Objectives >>
[a] In the Chinese word segmentation review, which sequence labeling model does the manuscript offer self-attention networks as an alternative to?
[b] Continue the Chinese word segmentation review from its last sentence.
-- start of Page extract --
Summary. The manuscript investigates self-attention networks (SAN) for Chinese word segmentation (CWS) as an alternative to BiLSTM-CRF sequence labeling models. It examines the addition of BERT contextualized embeddings and proposes a method for integrating word information into SAN. The central claim is that SAN yields highly competitive results versus BiLSTMs, that BERT and word information further improve both in-domain and cross-domain performance, and that the final models achieve the best results across six heterogeneous domain benchmarks.

Significance. If the head-to-head comparisons prove fair, the work would establish SAN as a practical, parallelizable substitute for BiLSTM-CRF in CWS and illustrate the additive value of pre-trained embeddings plus explicit word features; the multi-domain evaluation would strengthen claims of robustness.

major comments (2)

[Abstract / Experiments] Abstract and experimental sections: the headline claim that SAN (and final BERT+word models) outperform or match BiLSTM-CRF on six benchmarks rests on the unverified premise that hyper-parameter search budgets, character embedding initialization, learning-rate schedules, early-stopping rules, and preprocessing pipelines (OOV handling, sentence segmentation, cross-domain adaptation) were held constant; no such equivalence is documented, so observed F1 differences cannot be attributed to architecture.
-- end of Page extract --
-- start of Data rows --
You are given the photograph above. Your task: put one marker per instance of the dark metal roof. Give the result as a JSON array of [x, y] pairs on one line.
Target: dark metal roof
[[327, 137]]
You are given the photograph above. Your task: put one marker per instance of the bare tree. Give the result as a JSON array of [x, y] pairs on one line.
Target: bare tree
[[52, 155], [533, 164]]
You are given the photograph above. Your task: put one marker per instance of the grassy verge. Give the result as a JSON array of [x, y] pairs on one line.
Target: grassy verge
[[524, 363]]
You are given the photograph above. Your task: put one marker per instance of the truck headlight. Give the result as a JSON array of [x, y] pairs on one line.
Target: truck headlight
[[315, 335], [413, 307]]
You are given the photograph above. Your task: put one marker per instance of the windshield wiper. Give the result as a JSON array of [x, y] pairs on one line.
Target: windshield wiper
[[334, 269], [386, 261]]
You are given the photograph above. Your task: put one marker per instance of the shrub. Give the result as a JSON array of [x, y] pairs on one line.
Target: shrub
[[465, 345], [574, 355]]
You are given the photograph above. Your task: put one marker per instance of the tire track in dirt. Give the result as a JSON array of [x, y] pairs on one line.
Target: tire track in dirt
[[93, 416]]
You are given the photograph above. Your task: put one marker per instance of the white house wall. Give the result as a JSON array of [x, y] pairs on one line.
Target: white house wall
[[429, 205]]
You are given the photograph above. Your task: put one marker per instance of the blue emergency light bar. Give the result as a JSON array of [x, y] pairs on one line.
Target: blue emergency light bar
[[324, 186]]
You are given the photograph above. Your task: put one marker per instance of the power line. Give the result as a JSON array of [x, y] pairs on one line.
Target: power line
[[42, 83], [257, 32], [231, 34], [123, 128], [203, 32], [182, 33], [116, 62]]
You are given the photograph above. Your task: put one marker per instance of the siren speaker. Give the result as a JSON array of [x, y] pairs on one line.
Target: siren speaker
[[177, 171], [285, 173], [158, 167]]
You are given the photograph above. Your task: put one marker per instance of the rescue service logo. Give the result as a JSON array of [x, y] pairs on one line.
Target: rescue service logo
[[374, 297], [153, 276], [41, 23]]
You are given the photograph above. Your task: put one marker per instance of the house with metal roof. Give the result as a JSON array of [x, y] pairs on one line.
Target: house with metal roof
-- end of Data rows --
Written answers >>
[a] BiLSTM-CRF

[b]
[Abstract / Results] Results presentation: the abstract asserts 'best results for 6 heterogeneous domain benchmarks' yet reports neither raw F1 scores, baseline numbers, standard deviations, nor statistical significance tests; without these quantities the magnitude and reliability of the claimed improvements cannot be evaluated.

minor comments (1)

[Abstract] The abstract refers to 'six heterogenous domain benchmarks' without naming the datasets or citing their sources.

Simulated Author's Rebuttal

2 responses · 0 unresolved

We thank the referee for the careful review and constructive feedback on our work investigating self-attention networks for Chinese word segmentation. We address the two major comments point by point below, focusing on experimental fairness and results reporting. Where revisions are needed to strengthen the manuscript, we indicate them explicitly.

read point-by-point responses

Referee: [Abstract / Experiments] Abstract and experimental sections: the headline claim that SAN (and final BERT+word models) outperform or match BiLSTM-CRF on six benchmarks rests on the unverified premise that hyper-parameter search budgets, character embedding initialization, learning-rate schedules, early-stopping rules, and preprocessing pipelines (OOV handling, sentence segmentation, cross-domain adaptation) were held constant; no such equivalence is documented, so observed F1 differences cannot be attributed to architecture.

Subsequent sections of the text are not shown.